● **Problem**
With nothing added and nothing dropped, copy the entire listing.

● **Data**
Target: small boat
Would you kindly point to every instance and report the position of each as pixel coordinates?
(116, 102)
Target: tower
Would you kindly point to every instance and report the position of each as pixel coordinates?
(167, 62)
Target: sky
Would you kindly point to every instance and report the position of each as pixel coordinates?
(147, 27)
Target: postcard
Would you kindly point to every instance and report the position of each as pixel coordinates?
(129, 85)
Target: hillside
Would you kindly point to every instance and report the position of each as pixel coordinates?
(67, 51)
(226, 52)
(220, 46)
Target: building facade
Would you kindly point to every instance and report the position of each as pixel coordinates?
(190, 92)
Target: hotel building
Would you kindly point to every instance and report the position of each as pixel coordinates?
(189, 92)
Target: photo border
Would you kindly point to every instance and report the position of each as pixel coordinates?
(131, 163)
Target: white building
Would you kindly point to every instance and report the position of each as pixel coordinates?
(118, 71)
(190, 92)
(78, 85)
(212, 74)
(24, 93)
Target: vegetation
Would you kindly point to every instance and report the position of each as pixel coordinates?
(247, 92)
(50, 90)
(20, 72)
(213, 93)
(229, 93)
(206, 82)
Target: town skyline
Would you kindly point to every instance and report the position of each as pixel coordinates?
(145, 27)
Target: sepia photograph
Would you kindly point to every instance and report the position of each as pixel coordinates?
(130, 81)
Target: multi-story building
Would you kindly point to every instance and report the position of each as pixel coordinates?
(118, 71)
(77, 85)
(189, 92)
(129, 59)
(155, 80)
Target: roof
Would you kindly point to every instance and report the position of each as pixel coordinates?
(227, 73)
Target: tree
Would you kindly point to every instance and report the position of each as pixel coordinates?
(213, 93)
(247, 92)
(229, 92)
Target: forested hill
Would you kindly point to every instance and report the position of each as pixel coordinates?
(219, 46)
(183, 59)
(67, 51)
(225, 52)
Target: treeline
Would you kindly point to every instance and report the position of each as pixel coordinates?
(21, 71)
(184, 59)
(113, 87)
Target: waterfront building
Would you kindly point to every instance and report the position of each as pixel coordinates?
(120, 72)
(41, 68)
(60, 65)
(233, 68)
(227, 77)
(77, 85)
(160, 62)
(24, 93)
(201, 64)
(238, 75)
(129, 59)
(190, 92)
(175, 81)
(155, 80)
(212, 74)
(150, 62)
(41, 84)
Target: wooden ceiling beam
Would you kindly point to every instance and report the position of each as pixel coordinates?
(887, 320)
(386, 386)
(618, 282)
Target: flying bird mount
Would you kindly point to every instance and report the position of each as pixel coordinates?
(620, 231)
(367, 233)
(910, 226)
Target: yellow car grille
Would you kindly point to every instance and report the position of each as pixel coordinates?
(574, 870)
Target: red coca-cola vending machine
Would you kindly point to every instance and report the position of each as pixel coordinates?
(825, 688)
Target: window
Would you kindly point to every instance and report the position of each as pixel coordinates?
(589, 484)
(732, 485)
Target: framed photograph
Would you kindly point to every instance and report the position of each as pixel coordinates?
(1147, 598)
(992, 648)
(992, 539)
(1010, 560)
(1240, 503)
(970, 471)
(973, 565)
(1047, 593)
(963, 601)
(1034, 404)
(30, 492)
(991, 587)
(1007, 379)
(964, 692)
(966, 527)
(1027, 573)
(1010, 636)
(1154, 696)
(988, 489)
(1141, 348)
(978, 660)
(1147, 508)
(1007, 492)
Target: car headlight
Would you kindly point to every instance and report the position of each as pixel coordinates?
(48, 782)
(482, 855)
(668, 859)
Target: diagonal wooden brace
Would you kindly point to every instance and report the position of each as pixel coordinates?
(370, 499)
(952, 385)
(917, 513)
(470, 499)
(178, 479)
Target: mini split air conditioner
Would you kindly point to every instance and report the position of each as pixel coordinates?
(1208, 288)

● **Reply**
Target: small boat
Would you kindly point to every instance and report the position of each as pixel coordinates?
(116, 102)
Target: tower
Would you kindly point to every instance and report the position of each as pixel coordinates?
(167, 62)
Target: sky
Would you kindly point to every instance and report the position of each as pixel coordinates?
(147, 27)
Target: postcard
Would you kindly point to every instance and report the position of each as pixel coordinates?
(129, 85)
Target: hillside
Would you kindly point to every instance and report the position of each as pixel coordinates?
(67, 51)
(226, 52)
(220, 46)
Target: building facade
Would you kindly point to every instance and report the position of each as pixel coordinates?
(190, 92)
Target: hotel building
Would you kindly point to every instance and report the position of each as pixel coordinates?
(189, 92)
Target: photo border
Would you kindly point to every instance and report the position of each as pixel coordinates?
(131, 163)
Target: white building
Would you kindly point to every instance and report the position of each as pixel coordinates?
(118, 71)
(190, 92)
(78, 85)
(212, 74)
(24, 93)
Target: vegetation
Would you kindly point to every instance and report the position of each as pixel coordinates?
(247, 92)
(50, 90)
(20, 72)
(213, 93)
(229, 93)
(206, 82)
Target: town skyline
Would you kindly point to every instance and report the position of each as pixel coordinates?
(145, 27)
Target: sepia photograph
Would you kindly point to every instance and report the position of each as pixel coordinates?
(130, 81)
Target: multi-story building
Would you kindly point to every instance and report the position of each as pixel coordinates?
(118, 71)
(77, 85)
(189, 92)
(129, 59)
(155, 80)
Target: roof
Would you kindly point to every instance and report the position of each as pixel coordinates?
(227, 73)
Target: tree
Would you kindly point to every instance and report the position of each as pixel coordinates?
(213, 93)
(247, 92)
(229, 92)
Target: forested hill
Would you kindly point to every instance and report the position of each as pixel coordinates?
(219, 46)
(183, 59)
(67, 51)
(225, 52)
Target: treeline
Would you kindly point to every instance and report the position of each as pixel coordinates?
(21, 71)
(184, 59)
(113, 87)
Target: waterfront building
Would you kindly point to every instance and report the position of each as pixel coordinates?
(120, 72)
(41, 68)
(60, 65)
(233, 68)
(227, 77)
(77, 85)
(160, 62)
(24, 93)
(201, 64)
(238, 75)
(129, 59)
(190, 92)
(175, 81)
(155, 80)
(212, 74)
(150, 62)
(41, 84)
Target: wooden ceiling beam
Would you kindly point to every instance and report the position of each as pixel coordinates?
(887, 320)
(386, 386)
(618, 282)
Target: flying bird mount
Would you kindly point to every instance and report the position of each as pixel coordinates?
(620, 231)
(367, 233)
(910, 226)
Target: yellow car grille
Would you kindly point to every instance and report the position of each as pixel coordinates?
(574, 870)
Target: red coca-cola vending machine
Would you kindly point to every instance and report the position of each as pixel coordinates?
(825, 688)
Target: window
Would you kindly point to every instance and report the position of each as pixel coordinates?
(589, 484)
(732, 485)
Target: framed photograph
Would you kindly point to every instance and report the position of each as pixel coordinates?
(1147, 598)
(992, 648)
(992, 539)
(1010, 560)
(1240, 503)
(970, 471)
(973, 565)
(1047, 593)
(963, 601)
(1034, 404)
(30, 492)
(991, 587)
(1007, 379)
(964, 692)
(966, 527)
(1027, 573)
(1010, 636)
(1154, 696)
(988, 489)
(1141, 348)
(978, 660)
(1147, 508)
(1007, 492)
Target: car headlight
Would you kindly point to every instance and report the position of each as pixel coordinates?
(48, 782)
(482, 855)
(668, 859)
Target: diagonal wooden brace
Would you kindly point to every instance and report the position of each as pixel coordinates?
(370, 499)
(952, 385)
(917, 513)
(470, 499)
(178, 479)
Target: mini split air conditioner
Would you kindly point to every instance and report the position of each as pixel coordinates?
(1208, 288)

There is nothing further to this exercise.